#### Trecho fornecido ####

Espaço Institucional e Sóciocultural

COLUNA DO MARCELO FRANCO: Certidão de Objeto e Pé

COLUNA DO MARCELO FRANCO: Certidão de Objeto e Pé

Começo este texto já dando carteirada de profissional do Direito raiz, das antigas, e contrariando o Pacto Nacional pela Linguagem Simples. Formado em 1908, não posso fugir do vício de expressões jurídicas que não se usam mais, obviamente — e já antecipo que não gostei da reforma ortográfica, aquela de 1911; então prefiro, digamos, “asthma” a “asma”, sem contar que nasci, com muita honra, na Província de Goyaz. Pois então: o título aí acima significa uma certidão que se pedia para se saber o objeto de um processo e suas fases detalhadas. E por que uso a provecta expressão? Ora, foi nela em que pensei quando me convidaram para escrever uma coluna, mais os menos regular e mais ou menos de tamanho variado, aqui neste espaço (confesso: “mais ou menos” é interpretação minha para “quinzenal” e “até 1.500 caracteres”). De qualquer modo, depois voltarei ao tema de mostrar objeto e pé de qualquer coisa, inclusive de nossas almas e seus escaninhos escuros.

#### Registros de dados ####

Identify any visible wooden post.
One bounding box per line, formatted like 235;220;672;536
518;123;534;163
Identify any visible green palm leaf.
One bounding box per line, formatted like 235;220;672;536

####

# Tarefa proposta
Segundo o trecho fornecido, o que significa a expressão "Certidão de Objeto e Pé"? Os registros constituem um material à parte, independente do trecho fornecido.

# Resposta do exercício
É uma certidão que se pedia para saber o objeto de um processo e suas fases detalhadas.